__EXERCISE PROMPT__: What is needed is an exact copy of the entries below, from the line that contains "the snow-covered mountain" through the final line, both included, and nothing else.

__RECORDS TO USE__:
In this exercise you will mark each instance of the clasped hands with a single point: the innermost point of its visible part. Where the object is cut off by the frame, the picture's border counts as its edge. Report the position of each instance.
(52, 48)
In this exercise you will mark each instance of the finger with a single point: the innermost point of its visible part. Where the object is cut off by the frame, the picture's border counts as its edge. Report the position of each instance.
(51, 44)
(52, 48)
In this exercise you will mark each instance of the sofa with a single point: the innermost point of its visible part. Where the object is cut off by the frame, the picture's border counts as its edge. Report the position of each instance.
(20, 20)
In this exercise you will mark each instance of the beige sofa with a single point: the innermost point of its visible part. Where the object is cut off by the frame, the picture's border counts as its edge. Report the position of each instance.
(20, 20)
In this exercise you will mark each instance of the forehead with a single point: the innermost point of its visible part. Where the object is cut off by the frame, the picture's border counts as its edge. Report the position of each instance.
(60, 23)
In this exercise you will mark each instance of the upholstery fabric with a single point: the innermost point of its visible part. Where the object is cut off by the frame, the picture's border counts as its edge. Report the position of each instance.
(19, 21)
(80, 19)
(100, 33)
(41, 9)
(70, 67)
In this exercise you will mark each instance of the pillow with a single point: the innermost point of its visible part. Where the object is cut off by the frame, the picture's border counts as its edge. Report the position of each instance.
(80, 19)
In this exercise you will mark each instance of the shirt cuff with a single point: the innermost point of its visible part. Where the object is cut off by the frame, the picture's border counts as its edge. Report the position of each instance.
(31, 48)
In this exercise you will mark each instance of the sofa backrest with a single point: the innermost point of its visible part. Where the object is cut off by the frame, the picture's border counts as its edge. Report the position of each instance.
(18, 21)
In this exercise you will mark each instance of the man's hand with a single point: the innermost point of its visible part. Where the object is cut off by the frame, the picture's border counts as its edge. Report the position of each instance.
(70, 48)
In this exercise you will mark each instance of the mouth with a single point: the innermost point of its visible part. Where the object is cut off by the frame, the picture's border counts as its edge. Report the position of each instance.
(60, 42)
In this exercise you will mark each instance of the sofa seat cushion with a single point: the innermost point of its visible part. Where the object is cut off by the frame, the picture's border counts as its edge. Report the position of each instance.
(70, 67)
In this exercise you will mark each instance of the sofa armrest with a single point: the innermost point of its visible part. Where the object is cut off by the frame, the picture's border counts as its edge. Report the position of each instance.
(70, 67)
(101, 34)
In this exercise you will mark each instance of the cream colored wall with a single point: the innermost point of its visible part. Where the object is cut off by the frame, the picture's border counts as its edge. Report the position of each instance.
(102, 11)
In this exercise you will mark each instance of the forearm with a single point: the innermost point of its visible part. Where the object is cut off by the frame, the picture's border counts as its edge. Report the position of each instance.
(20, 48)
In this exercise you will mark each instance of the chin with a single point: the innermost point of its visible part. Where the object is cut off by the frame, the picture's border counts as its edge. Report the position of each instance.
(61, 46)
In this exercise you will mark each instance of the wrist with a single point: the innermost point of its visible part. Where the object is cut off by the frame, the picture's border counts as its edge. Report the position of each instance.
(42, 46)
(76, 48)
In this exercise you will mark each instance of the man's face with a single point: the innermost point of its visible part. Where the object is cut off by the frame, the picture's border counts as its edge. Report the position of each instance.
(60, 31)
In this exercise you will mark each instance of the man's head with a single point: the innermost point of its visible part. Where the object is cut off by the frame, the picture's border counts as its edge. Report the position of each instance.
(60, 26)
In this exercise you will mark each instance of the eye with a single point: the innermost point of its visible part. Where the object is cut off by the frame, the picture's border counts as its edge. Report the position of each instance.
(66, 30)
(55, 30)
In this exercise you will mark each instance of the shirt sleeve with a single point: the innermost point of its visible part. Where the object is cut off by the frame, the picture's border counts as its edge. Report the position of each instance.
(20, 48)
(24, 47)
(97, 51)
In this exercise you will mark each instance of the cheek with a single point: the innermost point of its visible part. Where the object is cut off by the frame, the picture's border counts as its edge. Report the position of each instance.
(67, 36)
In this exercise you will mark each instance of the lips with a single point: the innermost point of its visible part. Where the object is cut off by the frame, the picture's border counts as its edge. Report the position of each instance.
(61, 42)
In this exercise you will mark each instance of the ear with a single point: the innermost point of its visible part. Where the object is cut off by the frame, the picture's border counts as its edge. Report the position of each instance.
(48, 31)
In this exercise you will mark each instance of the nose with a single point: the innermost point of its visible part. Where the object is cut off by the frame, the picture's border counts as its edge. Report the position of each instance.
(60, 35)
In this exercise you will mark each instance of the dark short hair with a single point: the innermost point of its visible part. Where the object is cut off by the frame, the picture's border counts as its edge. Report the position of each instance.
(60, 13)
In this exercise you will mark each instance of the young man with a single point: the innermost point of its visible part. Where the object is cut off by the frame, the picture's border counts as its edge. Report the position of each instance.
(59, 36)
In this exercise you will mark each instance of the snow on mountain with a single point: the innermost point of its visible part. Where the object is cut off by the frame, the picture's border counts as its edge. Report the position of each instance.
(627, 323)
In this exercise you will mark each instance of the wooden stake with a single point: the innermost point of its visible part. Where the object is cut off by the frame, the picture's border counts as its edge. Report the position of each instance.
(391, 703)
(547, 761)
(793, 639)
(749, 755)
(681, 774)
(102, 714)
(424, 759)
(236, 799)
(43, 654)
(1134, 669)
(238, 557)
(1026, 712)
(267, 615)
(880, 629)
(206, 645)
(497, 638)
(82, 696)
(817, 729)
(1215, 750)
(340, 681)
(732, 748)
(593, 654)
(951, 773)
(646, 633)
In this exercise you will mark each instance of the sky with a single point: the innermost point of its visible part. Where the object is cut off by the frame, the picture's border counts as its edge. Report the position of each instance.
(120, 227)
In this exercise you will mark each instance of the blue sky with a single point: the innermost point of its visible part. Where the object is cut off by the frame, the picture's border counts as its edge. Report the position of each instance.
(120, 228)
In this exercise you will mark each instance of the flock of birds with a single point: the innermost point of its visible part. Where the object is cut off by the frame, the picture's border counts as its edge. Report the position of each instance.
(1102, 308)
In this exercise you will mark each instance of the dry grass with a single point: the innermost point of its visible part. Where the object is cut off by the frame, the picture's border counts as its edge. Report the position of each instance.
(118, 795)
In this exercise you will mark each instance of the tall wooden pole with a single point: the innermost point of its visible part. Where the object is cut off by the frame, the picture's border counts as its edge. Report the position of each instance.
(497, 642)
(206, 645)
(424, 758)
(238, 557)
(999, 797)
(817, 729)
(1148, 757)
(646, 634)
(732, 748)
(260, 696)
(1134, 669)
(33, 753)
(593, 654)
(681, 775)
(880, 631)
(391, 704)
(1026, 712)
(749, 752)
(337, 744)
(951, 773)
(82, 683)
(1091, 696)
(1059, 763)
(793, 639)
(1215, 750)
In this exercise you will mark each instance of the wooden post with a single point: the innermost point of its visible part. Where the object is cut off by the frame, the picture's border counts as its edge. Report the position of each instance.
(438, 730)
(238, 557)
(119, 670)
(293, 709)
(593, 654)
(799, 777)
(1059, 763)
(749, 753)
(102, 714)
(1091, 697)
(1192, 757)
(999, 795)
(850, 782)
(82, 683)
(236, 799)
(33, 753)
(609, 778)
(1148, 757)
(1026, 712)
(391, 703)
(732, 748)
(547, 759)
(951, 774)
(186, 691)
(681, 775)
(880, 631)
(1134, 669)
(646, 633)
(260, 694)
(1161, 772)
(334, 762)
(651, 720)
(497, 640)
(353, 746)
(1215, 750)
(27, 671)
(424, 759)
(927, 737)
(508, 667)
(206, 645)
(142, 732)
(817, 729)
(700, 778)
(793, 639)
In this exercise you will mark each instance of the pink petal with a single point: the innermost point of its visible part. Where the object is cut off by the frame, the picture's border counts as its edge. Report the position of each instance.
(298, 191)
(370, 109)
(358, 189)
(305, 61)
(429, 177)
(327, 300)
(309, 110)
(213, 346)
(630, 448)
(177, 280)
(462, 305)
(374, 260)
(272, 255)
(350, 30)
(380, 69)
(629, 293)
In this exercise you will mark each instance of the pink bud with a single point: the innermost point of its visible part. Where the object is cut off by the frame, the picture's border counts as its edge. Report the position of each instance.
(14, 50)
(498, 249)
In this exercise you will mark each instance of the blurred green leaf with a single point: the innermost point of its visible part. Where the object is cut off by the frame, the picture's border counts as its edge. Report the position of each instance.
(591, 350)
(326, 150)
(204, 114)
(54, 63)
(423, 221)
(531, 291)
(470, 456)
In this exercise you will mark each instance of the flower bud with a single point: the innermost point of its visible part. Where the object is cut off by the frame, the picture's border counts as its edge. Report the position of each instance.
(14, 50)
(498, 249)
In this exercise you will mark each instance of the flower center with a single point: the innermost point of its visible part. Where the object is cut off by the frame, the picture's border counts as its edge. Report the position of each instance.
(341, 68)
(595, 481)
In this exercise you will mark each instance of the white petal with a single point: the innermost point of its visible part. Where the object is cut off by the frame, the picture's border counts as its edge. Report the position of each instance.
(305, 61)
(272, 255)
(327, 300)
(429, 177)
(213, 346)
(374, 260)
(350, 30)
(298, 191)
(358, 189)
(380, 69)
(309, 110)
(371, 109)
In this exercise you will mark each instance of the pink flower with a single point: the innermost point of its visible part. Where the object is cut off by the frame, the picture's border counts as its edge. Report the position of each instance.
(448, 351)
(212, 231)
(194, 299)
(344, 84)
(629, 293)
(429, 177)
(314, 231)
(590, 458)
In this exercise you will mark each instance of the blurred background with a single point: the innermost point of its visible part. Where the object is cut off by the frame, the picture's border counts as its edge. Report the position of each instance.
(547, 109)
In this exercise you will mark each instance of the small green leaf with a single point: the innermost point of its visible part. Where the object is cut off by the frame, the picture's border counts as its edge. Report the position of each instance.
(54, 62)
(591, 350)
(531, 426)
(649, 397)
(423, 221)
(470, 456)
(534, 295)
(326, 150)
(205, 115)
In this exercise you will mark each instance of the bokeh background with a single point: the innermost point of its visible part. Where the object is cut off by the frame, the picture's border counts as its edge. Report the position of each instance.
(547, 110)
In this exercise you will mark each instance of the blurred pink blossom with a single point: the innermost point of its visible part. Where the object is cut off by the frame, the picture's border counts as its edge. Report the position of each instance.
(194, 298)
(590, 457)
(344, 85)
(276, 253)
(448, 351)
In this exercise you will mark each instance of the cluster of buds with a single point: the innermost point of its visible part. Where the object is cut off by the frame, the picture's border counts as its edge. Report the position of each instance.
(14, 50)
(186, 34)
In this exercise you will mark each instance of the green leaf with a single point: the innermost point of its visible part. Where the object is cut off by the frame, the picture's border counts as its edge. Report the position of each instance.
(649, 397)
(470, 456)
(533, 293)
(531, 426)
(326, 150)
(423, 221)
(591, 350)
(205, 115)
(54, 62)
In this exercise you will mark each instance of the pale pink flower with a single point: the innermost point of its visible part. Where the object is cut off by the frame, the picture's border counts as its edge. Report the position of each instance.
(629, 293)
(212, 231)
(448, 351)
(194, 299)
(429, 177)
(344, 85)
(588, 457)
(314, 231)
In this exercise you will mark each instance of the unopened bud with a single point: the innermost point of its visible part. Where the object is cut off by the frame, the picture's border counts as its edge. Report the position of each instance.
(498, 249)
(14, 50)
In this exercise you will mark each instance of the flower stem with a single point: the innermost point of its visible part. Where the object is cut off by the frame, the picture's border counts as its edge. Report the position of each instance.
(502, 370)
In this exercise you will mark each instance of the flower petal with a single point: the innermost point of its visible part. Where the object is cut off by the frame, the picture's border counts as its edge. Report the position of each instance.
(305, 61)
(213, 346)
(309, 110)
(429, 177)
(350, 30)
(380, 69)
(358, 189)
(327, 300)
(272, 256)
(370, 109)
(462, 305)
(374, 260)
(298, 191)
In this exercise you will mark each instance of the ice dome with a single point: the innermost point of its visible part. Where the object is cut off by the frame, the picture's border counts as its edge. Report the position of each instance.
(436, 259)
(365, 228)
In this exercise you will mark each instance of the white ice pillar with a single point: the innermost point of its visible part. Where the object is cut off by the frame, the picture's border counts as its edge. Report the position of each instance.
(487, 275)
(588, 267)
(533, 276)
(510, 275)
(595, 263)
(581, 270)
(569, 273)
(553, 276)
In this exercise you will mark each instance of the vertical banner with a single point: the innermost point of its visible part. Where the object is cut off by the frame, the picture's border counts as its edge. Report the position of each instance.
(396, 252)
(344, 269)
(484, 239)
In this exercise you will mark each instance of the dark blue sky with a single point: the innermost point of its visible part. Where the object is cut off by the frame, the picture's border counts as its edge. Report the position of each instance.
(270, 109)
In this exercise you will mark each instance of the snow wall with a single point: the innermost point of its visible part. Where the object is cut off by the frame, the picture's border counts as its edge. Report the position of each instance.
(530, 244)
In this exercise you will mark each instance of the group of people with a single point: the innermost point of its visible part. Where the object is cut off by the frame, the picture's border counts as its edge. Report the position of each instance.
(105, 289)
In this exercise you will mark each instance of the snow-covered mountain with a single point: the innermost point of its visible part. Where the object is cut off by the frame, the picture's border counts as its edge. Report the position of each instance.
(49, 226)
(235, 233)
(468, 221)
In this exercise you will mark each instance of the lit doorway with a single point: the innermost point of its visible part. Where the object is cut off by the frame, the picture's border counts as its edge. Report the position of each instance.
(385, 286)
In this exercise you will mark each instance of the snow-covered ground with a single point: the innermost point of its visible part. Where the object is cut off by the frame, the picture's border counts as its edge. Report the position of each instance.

__RESULT FOR THIS EXERCISE__:
In this exercise you will mark each instance of the snow-covered mountain with a single point: the innermost point of its visible part. Where the object is cut off by the frame, the picture's border counts as its edge. Report the position of each instance.
(49, 226)
(235, 233)
(468, 221)
In this exercise you will mark each instance of the lit doorway with a single point: the innermost point of its visible part. Where the object is cut off by the frame, the picture's border counts as its edge. Report the position of each instance.
(385, 286)
In this exercise you will mark each instance of the snow-covered ground with a single point: the innermost point of its visible part. Where the object is cut off by the frame, the picture's border counts as its edge. Report the position of each instance.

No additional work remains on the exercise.